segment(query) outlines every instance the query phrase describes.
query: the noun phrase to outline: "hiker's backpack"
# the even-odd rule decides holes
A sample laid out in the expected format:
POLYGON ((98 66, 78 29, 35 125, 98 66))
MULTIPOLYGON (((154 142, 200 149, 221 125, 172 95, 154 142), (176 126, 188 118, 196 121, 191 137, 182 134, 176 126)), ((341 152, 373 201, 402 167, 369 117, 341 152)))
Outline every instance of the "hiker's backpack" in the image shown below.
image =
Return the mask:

+ + +

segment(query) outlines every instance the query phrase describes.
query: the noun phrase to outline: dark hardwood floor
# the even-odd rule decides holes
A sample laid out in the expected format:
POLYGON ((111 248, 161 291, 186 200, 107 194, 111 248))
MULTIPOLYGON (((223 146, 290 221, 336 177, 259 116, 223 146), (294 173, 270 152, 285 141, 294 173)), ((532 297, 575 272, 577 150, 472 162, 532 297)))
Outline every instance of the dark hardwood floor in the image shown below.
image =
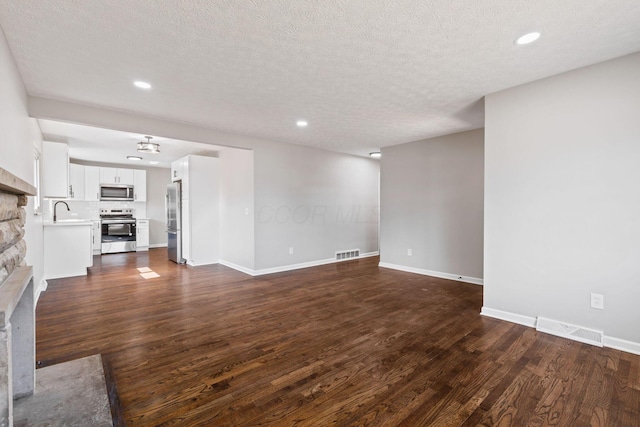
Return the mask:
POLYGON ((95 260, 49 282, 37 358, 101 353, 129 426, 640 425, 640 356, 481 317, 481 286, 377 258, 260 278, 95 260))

+ + +

* Directions for this task *
Pull out every line in the listing above that contains the word "dark", copying each in full.

* Correct answer *
query: the noun phrase to outline: dark hardwood floor
Outline every instance of the dark hardwood floor in the image shown below.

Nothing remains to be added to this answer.